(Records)
▽

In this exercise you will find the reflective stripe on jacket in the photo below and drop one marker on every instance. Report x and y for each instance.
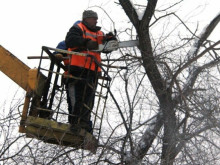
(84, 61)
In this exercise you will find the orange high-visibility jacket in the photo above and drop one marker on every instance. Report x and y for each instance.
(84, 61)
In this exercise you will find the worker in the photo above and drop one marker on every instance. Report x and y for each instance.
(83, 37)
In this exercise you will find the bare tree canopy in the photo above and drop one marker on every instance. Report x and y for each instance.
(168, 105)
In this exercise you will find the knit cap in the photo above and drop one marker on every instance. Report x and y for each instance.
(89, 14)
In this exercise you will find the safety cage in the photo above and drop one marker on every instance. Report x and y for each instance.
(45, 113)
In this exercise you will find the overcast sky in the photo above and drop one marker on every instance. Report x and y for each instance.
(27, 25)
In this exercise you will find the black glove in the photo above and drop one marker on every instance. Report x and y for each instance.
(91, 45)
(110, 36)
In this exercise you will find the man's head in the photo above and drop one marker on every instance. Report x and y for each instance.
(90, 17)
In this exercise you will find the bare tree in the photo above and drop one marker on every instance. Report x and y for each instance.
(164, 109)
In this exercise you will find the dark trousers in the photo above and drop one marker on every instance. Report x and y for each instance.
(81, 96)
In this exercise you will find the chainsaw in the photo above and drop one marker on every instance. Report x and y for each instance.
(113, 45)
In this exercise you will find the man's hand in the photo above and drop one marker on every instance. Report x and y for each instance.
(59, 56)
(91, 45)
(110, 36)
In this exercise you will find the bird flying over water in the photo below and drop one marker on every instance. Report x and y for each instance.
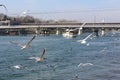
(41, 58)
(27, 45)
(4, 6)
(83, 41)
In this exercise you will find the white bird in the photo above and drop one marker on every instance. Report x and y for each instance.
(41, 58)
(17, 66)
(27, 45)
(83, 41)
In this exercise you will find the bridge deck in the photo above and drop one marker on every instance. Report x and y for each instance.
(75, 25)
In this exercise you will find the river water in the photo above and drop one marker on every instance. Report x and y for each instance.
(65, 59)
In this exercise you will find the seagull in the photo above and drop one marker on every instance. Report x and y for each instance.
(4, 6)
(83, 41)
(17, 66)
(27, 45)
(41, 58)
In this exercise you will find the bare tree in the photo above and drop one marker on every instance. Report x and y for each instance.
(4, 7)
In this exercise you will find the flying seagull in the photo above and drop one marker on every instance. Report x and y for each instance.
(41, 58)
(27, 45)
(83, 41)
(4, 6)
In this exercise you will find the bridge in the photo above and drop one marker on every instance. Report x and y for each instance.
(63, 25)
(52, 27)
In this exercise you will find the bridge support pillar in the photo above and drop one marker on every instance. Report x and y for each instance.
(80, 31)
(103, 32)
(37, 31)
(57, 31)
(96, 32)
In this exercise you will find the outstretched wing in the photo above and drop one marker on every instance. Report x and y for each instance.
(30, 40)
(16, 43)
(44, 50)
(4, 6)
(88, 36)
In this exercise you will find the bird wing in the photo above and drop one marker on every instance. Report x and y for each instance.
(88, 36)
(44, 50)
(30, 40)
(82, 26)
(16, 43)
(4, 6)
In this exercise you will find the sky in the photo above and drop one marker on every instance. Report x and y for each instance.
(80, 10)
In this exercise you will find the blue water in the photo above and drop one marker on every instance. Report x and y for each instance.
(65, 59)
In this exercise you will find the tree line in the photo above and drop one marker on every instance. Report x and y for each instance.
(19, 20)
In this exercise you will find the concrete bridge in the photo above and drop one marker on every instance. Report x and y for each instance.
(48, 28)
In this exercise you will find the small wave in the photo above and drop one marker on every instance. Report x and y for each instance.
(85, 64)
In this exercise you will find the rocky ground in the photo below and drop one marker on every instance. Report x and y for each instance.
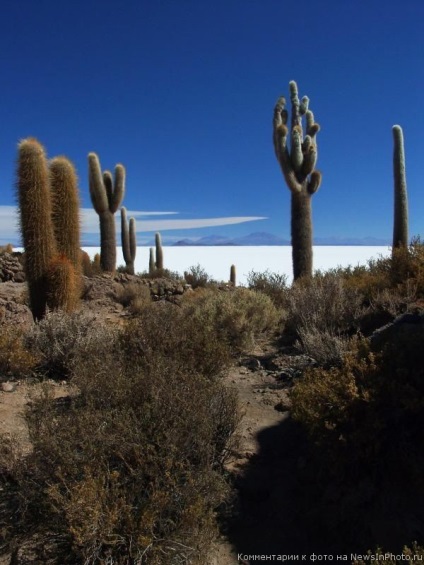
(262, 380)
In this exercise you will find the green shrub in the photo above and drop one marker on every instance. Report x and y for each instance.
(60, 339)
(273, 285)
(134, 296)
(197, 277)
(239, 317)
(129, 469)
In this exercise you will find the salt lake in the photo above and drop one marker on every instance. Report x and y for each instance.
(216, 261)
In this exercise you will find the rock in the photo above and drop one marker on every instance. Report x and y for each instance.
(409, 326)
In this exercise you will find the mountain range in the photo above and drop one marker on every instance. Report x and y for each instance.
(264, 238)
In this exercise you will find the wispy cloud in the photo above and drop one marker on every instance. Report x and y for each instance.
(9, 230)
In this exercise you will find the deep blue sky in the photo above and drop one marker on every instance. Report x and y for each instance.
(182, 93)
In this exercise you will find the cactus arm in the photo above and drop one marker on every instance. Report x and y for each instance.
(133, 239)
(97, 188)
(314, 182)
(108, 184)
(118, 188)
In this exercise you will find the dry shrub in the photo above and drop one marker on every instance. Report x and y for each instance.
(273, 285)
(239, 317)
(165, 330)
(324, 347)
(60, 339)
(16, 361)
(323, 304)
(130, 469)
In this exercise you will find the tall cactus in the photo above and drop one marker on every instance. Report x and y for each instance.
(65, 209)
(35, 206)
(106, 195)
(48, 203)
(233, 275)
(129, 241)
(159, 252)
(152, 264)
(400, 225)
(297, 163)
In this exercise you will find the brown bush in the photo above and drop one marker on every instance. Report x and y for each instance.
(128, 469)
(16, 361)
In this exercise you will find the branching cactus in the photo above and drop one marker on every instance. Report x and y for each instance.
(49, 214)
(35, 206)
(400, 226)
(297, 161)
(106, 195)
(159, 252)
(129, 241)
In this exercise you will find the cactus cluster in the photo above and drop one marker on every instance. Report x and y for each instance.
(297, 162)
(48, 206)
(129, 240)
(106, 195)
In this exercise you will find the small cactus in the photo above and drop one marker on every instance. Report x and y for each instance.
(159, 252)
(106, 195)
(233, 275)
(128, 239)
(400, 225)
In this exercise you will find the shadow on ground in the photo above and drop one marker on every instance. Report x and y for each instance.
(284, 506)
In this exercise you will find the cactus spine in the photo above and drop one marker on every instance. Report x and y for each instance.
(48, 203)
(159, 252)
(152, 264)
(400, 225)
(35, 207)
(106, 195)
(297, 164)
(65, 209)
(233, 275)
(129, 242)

△

** What the task requires **
Recast the items above as a two-column CSV with the columns "item_text" and "answer", one row per item, starting with the line containing "In this exercise you will find the cactus spine" and going on through the end of the items. Put each field in double quotation marks and turn any line breaks within a field into spaces.

** Answer for the task **
item_text,answer
"In this exercise you will find the cactus spine in the photo above and drop one marker on every instance. Report x and y for each instance.","(48, 203) (159, 252) (152, 264) (400, 225) (35, 207) (106, 195) (297, 164) (65, 209) (233, 275) (129, 242)"